§ **What you should do**
Everything in the data below is left aside except the lines from the one containing "positive clicks: (121, 98) (119, 99)" through the one containing "negative clicks: (101, 112) (103, 101)"; repeat those exactly.

** Provided records follows **

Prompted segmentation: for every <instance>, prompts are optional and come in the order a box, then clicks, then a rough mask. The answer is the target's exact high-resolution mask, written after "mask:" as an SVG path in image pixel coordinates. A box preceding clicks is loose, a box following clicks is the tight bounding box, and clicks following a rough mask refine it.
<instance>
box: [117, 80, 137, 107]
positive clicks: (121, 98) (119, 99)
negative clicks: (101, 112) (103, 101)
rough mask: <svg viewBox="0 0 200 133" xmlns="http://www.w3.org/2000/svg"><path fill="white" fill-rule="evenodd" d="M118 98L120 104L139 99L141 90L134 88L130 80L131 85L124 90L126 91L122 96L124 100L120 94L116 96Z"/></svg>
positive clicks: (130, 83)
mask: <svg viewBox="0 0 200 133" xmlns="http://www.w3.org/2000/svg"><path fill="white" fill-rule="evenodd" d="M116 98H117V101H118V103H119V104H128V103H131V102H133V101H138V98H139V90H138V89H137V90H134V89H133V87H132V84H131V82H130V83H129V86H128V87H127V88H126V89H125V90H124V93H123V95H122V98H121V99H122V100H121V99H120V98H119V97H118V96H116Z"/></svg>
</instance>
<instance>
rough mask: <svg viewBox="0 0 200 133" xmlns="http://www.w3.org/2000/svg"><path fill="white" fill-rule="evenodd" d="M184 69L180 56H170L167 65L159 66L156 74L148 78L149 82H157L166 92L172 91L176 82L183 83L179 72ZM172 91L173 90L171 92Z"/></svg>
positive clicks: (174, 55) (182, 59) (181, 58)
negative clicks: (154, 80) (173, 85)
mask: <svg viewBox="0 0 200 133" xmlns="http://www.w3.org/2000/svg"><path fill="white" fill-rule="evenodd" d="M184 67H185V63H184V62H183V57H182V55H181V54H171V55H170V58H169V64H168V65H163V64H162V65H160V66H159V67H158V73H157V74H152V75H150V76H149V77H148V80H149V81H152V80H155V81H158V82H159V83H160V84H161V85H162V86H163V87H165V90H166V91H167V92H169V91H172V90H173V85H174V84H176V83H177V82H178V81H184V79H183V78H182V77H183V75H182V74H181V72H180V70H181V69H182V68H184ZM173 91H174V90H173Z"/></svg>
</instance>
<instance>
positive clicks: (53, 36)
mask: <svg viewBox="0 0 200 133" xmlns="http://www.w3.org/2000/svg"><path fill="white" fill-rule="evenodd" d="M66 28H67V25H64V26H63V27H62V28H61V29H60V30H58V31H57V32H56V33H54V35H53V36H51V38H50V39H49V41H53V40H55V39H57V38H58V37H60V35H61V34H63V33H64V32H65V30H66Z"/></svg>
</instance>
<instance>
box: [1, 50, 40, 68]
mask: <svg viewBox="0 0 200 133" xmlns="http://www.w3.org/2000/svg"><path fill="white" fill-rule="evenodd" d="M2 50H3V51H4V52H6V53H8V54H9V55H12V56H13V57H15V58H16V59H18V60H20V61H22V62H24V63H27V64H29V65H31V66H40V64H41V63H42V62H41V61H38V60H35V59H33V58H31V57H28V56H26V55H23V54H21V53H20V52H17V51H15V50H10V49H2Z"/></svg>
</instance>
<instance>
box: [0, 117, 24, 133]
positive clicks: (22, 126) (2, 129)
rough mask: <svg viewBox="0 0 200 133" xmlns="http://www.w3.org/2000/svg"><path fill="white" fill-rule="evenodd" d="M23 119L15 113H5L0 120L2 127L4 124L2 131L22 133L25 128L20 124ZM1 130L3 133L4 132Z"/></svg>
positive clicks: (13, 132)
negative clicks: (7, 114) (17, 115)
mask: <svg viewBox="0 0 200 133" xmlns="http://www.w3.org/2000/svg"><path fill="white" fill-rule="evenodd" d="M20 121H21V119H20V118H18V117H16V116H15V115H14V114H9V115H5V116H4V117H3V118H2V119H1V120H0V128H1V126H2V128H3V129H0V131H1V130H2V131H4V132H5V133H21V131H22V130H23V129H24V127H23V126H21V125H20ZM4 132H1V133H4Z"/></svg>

** End of Provided records **

§ **Answer section**
positive clicks: (121, 98) (119, 99)
negative clicks: (101, 112) (103, 101)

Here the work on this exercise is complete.